*EXERCISE PROMPT*: Write out the records verbatim, beginning with their first line and continuing through the line containing "[[468, 651]]", with both of those lines included.

start

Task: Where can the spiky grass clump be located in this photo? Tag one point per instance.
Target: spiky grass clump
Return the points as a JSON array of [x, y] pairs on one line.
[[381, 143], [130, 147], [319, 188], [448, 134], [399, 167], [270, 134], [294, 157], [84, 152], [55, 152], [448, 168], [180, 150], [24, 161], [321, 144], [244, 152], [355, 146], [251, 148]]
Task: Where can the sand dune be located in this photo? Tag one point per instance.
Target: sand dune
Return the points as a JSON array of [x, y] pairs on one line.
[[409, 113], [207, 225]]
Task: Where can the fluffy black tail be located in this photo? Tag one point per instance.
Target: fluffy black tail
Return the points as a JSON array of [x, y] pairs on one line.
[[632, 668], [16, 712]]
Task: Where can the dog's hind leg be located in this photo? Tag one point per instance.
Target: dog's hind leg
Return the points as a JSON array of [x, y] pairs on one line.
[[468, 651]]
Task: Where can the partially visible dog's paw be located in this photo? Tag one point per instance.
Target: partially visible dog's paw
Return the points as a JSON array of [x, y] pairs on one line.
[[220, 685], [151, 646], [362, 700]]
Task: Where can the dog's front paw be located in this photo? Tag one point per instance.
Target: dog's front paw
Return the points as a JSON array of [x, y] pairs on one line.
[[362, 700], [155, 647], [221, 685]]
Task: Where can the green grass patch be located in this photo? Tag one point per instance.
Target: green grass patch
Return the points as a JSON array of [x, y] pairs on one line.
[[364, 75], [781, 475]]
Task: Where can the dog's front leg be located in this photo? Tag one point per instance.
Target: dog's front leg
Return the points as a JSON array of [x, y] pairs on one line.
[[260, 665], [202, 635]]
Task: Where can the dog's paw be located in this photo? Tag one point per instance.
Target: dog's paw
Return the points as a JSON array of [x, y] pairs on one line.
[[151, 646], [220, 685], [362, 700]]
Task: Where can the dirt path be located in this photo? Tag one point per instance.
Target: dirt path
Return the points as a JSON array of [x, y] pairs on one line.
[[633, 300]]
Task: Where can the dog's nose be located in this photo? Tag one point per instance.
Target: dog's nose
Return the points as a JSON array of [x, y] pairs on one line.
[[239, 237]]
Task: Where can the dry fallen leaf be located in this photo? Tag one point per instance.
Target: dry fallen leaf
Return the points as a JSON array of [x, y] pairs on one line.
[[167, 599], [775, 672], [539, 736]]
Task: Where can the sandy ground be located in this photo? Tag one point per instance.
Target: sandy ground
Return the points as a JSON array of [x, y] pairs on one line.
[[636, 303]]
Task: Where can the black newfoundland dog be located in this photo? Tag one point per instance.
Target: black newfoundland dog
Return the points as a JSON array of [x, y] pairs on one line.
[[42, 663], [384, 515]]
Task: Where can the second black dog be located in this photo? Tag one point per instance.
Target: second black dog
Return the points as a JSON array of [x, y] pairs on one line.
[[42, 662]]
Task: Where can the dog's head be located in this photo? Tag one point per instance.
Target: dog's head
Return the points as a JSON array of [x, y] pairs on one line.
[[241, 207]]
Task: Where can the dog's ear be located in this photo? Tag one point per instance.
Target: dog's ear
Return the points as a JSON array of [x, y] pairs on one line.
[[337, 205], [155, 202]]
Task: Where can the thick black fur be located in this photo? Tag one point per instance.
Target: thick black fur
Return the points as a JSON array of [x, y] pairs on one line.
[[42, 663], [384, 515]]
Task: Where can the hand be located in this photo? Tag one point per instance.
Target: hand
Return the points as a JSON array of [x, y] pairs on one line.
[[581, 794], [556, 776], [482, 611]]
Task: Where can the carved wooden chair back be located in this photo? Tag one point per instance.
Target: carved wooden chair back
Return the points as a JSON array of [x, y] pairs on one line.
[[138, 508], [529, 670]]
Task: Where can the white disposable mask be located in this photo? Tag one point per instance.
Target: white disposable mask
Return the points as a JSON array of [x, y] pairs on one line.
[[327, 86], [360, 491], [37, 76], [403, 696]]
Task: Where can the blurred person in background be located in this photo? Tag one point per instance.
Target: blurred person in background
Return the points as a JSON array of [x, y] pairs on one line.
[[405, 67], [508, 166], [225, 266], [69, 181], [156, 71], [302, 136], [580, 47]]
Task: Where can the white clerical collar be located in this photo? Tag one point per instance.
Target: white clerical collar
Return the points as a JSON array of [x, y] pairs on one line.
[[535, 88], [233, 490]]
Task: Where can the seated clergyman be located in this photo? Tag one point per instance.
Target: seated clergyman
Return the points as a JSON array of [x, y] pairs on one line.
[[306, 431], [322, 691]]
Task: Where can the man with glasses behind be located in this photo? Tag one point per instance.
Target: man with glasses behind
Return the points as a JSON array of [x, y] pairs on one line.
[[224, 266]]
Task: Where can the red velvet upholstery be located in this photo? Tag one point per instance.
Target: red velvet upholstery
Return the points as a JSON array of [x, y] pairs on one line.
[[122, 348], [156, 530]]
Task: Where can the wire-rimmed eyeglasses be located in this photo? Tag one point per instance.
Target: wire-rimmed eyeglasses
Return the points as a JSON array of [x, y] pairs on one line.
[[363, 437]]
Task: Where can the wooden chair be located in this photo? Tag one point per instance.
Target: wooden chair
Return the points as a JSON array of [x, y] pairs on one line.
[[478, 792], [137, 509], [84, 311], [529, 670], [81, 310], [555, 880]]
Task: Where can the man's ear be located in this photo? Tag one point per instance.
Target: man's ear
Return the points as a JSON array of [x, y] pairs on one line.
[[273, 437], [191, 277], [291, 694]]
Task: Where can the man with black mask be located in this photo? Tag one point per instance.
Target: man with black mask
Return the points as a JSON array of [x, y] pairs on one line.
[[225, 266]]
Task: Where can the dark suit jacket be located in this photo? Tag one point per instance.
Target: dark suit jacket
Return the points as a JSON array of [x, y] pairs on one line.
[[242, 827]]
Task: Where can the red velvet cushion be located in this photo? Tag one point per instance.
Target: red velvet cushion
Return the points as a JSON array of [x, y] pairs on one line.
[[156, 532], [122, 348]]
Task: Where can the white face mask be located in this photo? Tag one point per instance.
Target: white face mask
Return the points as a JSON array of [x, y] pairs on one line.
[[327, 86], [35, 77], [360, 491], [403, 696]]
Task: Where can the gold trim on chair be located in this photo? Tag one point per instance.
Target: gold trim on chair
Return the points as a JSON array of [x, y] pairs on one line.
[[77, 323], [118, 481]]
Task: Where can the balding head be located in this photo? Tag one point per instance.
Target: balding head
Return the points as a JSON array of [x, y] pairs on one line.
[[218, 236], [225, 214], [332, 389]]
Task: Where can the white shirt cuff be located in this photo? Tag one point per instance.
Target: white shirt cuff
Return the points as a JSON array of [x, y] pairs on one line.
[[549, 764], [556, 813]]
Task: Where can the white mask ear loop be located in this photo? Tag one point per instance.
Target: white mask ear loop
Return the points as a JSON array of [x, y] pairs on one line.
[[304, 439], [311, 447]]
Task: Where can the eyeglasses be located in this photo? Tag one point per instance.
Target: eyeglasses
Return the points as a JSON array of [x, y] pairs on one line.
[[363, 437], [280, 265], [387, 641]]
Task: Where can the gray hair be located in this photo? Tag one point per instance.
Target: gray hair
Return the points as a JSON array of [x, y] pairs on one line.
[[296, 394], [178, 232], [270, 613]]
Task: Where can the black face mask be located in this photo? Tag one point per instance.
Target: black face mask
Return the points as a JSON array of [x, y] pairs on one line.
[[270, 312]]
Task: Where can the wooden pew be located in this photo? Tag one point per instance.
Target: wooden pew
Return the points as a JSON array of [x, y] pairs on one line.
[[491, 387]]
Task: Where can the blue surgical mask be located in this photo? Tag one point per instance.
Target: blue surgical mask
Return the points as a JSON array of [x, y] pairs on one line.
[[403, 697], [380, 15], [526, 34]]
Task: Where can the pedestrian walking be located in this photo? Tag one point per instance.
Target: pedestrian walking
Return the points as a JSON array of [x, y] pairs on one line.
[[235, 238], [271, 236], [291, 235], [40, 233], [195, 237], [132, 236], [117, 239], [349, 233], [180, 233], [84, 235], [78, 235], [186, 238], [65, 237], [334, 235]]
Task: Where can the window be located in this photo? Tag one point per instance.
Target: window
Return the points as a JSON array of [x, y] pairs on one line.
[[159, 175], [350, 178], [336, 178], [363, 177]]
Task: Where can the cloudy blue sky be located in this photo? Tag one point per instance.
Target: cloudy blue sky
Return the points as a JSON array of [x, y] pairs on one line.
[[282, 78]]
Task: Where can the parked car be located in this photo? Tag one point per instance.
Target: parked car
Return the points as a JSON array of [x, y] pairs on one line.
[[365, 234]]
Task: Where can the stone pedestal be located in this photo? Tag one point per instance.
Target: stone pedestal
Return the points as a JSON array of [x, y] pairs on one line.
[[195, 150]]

end

*SOLUTION BELOW*:
Task: Where can the spiky grass clump be located in this photo? Tag one point per instance.
Target: spiky grass clump
Return the points as a JSON array of [x, y] pairs on one line.
[[381, 143], [130, 147], [319, 188], [448, 134], [399, 167], [270, 134], [294, 157], [84, 152], [55, 152], [448, 168], [180, 150], [24, 161], [321, 144], [244, 152], [355, 146], [251, 148]]
Task: Where can the sand dune be located in this photo? Tag one point per instance.
Target: sand dune
Return the points as a JSON array of [x, y] pairs on one line.
[[409, 113], [207, 225]]
Task: Where can the fluffy black tail be located in this photo? Tag one point per instance.
Target: fluffy black tail
Return the points as a JSON array of [x, y] pairs on one line.
[[632, 668], [16, 712]]
Task: Where can the dog's hind leg be located in this photo? Tag one point per instance.
Target: dog's hind leg
Return the points as a JSON array of [x, y] pairs on one line.
[[468, 651]]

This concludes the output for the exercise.